Data provided:
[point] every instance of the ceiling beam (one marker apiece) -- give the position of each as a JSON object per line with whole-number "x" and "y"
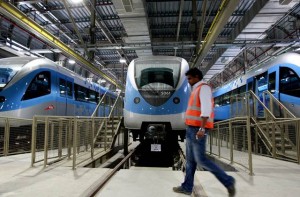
{"x": 225, "y": 12}
{"x": 21, "y": 19}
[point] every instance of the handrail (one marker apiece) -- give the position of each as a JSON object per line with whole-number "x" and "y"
{"x": 280, "y": 104}
{"x": 113, "y": 108}
{"x": 264, "y": 106}
{"x": 97, "y": 107}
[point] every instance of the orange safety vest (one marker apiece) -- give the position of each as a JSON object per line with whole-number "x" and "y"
{"x": 193, "y": 112}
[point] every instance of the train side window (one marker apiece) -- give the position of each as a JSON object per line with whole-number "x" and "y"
{"x": 80, "y": 93}
{"x": 272, "y": 78}
{"x": 289, "y": 82}
{"x": 69, "y": 89}
{"x": 92, "y": 96}
{"x": 250, "y": 86}
{"x": 62, "y": 87}
{"x": 39, "y": 86}
{"x": 242, "y": 89}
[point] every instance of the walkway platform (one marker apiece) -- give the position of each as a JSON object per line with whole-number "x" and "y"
{"x": 271, "y": 178}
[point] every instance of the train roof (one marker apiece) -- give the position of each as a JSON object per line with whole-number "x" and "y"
{"x": 286, "y": 58}
{"x": 158, "y": 58}
{"x": 16, "y": 64}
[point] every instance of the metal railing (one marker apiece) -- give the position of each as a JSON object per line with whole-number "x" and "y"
{"x": 55, "y": 138}
{"x": 263, "y": 126}
{"x": 231, "y": 140}
{"x": 15, "y": 135}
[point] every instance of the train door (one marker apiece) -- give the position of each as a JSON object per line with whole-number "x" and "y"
{"x": 261, "y": 85}
{"x": 65, "y": 100}
{"x": 250, "y": 84}
{"x": 273, "y": 87}
{"x": 273, "y": 82}
{"x": 289, "y": 86}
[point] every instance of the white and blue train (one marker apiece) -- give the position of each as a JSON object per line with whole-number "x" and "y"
{"x": 156, "y": 97}
{"x": 279, "y": 76}
{"x": 36, "y": 86}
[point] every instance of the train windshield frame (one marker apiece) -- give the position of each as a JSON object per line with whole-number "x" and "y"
{"x": 9, "y": 68}
{"x": 159, "y": 74}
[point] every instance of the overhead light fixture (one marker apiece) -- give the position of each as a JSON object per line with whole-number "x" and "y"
{"x": 77, "y": 1}
{"x": 71, "y": 61}
{"x": 122, "y": 59}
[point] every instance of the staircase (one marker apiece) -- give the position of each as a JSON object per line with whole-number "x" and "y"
{"x": 275, "y": 135}
{"x": 108, "y": 133}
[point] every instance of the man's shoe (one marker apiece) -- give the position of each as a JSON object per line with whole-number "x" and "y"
{"x": 231, "y": 189}
{"x": 179, "y": 189}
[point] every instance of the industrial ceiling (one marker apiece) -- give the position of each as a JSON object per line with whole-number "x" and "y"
{"x": 223, "y": 38}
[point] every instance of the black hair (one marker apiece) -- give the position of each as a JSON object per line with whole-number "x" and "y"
{"x": 195, "y": 72}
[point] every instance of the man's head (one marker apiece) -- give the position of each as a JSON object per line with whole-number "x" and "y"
{"x": 194, "y": 75}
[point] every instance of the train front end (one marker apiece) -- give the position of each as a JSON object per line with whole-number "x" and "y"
{"x": 156, "y": 96}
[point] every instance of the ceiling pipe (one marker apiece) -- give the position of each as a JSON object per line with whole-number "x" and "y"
{"x": 20, "y": 18}
{"x": 225, "y": 11}
{"x": 179, "y": 19}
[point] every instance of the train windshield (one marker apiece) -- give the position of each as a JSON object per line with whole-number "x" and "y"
{"x": 9, "y": 68}
{"x": 159, "y": 74}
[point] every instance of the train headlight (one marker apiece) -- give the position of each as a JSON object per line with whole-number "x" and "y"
{"x": 136, "y": 100}
{"x": 176, "y": 100}
{"x": 2, "y": 98}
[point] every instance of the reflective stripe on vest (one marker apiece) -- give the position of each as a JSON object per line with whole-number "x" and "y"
{"x": 193, "y": 112}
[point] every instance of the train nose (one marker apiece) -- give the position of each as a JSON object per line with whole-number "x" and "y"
{"x": 2, "y": 99}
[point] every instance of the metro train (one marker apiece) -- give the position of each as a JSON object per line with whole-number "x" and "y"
{"x": 36, "y": 86}
{"x": 279, "y": 76}
{"x": 156, "y": 97}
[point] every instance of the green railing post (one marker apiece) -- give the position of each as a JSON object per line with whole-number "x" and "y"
{"x": 249, "y": 146}
{"x": 46, "y": 141}
{"x": 33, "y": 140}
{"x": 231, "y": 142}
{"x": 74, "y": 143}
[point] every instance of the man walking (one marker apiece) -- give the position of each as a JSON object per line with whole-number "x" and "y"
{"x": 199, "y": 120}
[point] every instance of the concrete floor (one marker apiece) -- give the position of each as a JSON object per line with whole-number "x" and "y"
{"x": 17, "y": 178}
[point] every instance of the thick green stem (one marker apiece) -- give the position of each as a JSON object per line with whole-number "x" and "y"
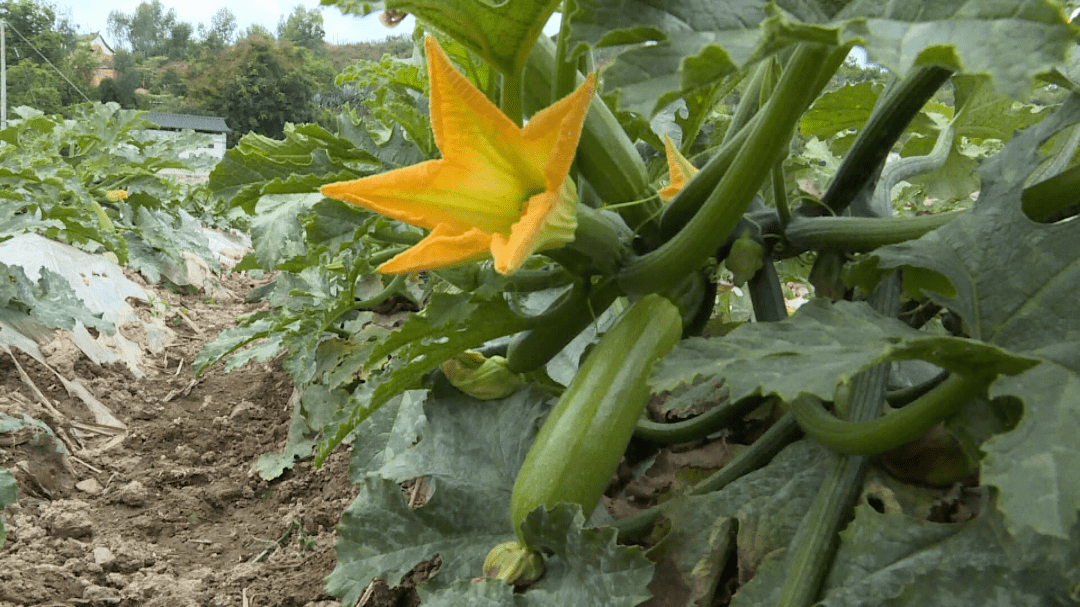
{"x": 780, "y": 193}
{"x": 694, "y": 243}
{"x": 893, "y": 430}
{"x": 748, "y": 104}
{"x": 558, "y": 325}
{"x": 696, "y": 428}
{"x": 893, "y": 112}
{"x": 512, "y": 98}
{"x": 566, "y": 71}
{"x": 782, "y": 433}
{"x": 860, "y": 234}
{"x": 766, "y": 294}
{"x": 1048, "y": 199}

Given exercise:
Copy the whole listing above word for word but do not carry over the pictures.

Reply:
[point] every instance of the ceiling beam (one marker apiece) -- give the position of each as a JSON object per line with whole-number "x" and "y"
{"x": 225, "y": 12}
{"x": 21, "y": 19}
[point] every instance of the handrail (one marker apiece) -- give the position of each as a JSON object per line with whole-number "x" and "y"
{"x": 280, "y": 104}
{"x": 113, "y": 108}
{"x": 264, "y": 106}
{"x": 97, "y": 107}
[point] every instance of the orange safety vest (one marker apiece) -- give the position of each as a JSON object per line with whole-number "x" and "y"
{"x": 193, "y": 112}
[point] every instance of the train side window (one marker apiece) -- give the position of each as a JSON object per line with whole-number "x" and "y"
{"x": 80, "y": 93}
{"x": 272, "y": 78}
{"x": 289, "y": 82}
{"x": 69, "y": 89}
{"x": 92, "y": 96}
{"x": 250, "y": 86}
{"x": 62, "y": 87}
{"x": 39, "y": 86}
{"x": 242, "y": 89}
[point] every instance of the walkway platform (one marker apiece) -- give the position of each as a JSON object per line with whole-number "x" and "y"
{"x": 271, "y": 178}
[point] every instance of the train roof (one marker apiece) -- give the position of each as a JSON object per line with whole-number "x" and "y"
{"x": 286, "y": 58}
{"x": 158, "y": 58}
{"x": 16, "y": 64}
[point] every instance of the metal railing (one marker apiece) -- give the position of each as a JSON object per line with whole-number "x" and "y"
{"x": 55, "y": 138}
{"x": 263, "y": 126}
{"x": 231, "y": 140}
{"x": 15, "y": 135}
[point] every instance of the train door (one marker apiece) -- give the position of each as a JSON object per line with whole-number "x" and "y"
{"x": 261, "y": 85}
{"x": 65, "y": 100}
{"x": 250, "y": 84}
{"x": 273, "y": 87}
{"x": 273, "y": 82}
{"x": 289, "y": 86}
[point] every instance of the white and blue train (one marker apiece) -- give the position of each as a JSON object per line with whole-number "x" and "y"
{"x": 156, "y": 97}
{"x": 279, "y": 76}
{"x": 36, "y": 86}
[point] every instance of the train windshield frame (one marker apiece) -- give the position of each as a JSON object per line with whole-number "x" and "y"
{"x": 9, "y": 68}
{"x": 159, "y": 74}
[point] every instance of the overhead light fixture (one marker apiece) -- give the position of each as a JSON object per line with whole-number "x" and "y"
{"x": 77, "y": 1}
{"x": 71, "y": 61}
{"x": 122, "y": 59}
[point] every instance of the staircase (one marker apiece) -- give the position of each as a JSON object per line with whole-number "x" and "y"
{"x": 275, "y": 135}
{"x": 108, "y": 133}
[point] every instance of the man's shoe (one marker apiece) -- give the position of each as a JSON object per line with whole-number "x" and "y"
{"x": 231, "y": 189}
{"x": 179, "y": 189}
[point] every instance of the industrial ceiling (one marker apiece) -- give the position of each as a JSON object per line with whole-number "x" and "y"
{"x": 223, "y": 38}
[point] every instance of the black hair (one marker apiece) -- give the position of each as a JSON object per line with whole-number "x" and "y"
{"x": 195, "y": 72}
[point] every instance of the man's head (one marker apiece) -- give the position of each as a JSON object per line with whole-number "x" and "y"
{"x": 194, "y": 75}
[point] every instance of the train front end (one marker apiece) -- give the position of each as a JSON object per line with whole-number "x" and "y"
{"x": 156, "y": 96}
[point] every instance of the ceiling pipe (one marker apiece) -- give the position of each as a JSON object per line with whole-number "x" and "y"
{"x": 20, "y": 18}
{"x": 225, "y": 11}
{"x": 179, "y": 19}
[point] every instance of the train windshield (one marker apiece) -- give the position of each as a JSON object per line with whole-number "x" and "y"
{"x": 9, "y": 68}
{"x": 159, "y": 74}
[point] every instance of the train headlight (one marker apiece) -- give the position of each as a JSON object per line with whole-number "x" and "y"
{"x": 136, "y": 100}
{"x": 176, "y": 100}
{"x": 2, "y": 98}
[point] every instance of the reflective stripe on vest (one marker apiece) -- give the position of each as a JSON object per line with whole-number "x" and "y"
{"x": 193, "y": 112}
[point] every instance of the train nose (one marker apiece) -- give the position of each as a JSON object per line with whole-number "x" and "y"
{"x": 2, "y": 99}
[point] every instance of the metro train (one marker apiece) -- give the position of each as a JSON object per line with whole-number "x" and "y"
{"x": 36, "y": 86}
{"x": 279, "y": 76}
{"x": 156, "y": 97}
[point] every instance of the green railing post (one marker apiece) -- give the position of each as a JSON object per line with whole-number "x" and "y"
{"x": 249, "y": 146}
{"x": 46, "y": 141}
{"x": 33, "y": 140}
{"x": 231, "y": 142}
{"x": 74, "y": 143}
[point] every instance of the man walking (one marker apiece) -- give the position of each as a JSON object per line with whole-number "x" and "y"
{"x": 199, "y": 120}
[point] every instance of the concrete floor (one marker apiece) -- give the position of each as a JSON object per line with whole-number "x" and "y"
{"x": 17, "y": 178}
[point] every instance of the thick green stem (one marker apiece) -- give the position of each as a JSON object per line with whole-number "x" and "y"
{"x": 780, "y": 193}
{"x": 694, "y": 243}
{"x": 893, "y": 430}
{"x": 748, "y": 104}
{"x": 558, "y": 325}
{"x": 696, "y": 428}
{"x": 893, "y": 112}
{"x": 512, "y": 98}
{"x": 566, "y": 71}
{"x": 782, "y": 433}
{"x": 860, "y": 234}
{"x": 766, "y": 294}
{"x": 1048, "y": 199}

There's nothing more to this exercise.